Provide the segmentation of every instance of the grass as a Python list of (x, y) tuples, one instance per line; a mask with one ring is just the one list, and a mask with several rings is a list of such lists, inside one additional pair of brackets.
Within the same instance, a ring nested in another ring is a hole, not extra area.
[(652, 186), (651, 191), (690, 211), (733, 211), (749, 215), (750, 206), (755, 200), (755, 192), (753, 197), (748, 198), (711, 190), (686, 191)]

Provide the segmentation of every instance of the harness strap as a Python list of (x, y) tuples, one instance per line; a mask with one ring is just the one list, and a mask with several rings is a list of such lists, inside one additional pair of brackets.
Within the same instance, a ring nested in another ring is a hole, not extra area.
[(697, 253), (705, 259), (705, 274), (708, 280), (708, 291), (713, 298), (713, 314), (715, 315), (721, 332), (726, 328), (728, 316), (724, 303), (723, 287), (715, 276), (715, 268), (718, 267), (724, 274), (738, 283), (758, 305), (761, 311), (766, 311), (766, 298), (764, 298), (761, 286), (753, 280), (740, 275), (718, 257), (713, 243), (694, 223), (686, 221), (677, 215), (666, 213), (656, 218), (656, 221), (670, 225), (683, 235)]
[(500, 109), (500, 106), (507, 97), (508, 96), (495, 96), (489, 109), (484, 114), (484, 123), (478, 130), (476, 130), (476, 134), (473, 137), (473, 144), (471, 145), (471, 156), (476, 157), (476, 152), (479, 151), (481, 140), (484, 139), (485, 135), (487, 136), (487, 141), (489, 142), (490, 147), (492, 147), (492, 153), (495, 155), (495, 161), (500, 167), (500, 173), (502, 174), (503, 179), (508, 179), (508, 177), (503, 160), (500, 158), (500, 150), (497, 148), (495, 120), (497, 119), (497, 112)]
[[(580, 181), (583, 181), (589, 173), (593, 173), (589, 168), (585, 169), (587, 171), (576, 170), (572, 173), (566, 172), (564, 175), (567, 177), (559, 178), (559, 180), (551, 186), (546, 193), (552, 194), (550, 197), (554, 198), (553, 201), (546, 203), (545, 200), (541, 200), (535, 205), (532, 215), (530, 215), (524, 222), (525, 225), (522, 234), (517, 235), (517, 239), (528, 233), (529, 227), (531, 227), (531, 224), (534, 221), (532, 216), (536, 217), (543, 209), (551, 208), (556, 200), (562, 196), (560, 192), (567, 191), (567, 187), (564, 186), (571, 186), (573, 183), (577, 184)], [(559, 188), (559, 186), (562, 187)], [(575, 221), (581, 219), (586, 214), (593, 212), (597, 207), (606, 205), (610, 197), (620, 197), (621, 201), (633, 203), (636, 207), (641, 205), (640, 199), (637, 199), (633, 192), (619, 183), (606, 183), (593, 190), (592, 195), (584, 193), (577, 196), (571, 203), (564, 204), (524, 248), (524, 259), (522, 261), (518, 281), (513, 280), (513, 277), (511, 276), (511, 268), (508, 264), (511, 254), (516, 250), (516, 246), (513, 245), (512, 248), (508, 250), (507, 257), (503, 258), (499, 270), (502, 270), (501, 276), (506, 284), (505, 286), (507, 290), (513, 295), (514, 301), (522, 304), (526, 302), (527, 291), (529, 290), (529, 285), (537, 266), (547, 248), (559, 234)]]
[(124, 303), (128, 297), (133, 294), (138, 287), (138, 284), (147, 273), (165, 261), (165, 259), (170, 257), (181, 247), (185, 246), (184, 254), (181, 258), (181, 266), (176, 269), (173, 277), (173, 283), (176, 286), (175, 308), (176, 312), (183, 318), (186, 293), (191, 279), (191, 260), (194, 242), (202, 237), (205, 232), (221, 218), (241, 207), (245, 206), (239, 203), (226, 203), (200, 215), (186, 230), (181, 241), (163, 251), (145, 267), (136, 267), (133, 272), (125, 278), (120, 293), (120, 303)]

══════════

**Try it**
Would you copy out every line in the records that includes the string "mask"?

**Finished exercise**
Provide the segmentation of every instance of the grass as a Python list of (x, y) tuples, one instance per line; a mask with one ring is just the one list, and a mask with several rings is a list of such lists, inside one additional pair of brackets.
Provide the segmentation of every instance of the harness strap as a Python list of (x, y) tuples, one instance per line; a mask with one ring is just the one list, and a mask with several rings is a list of such lists, inside one additional pair of brackets.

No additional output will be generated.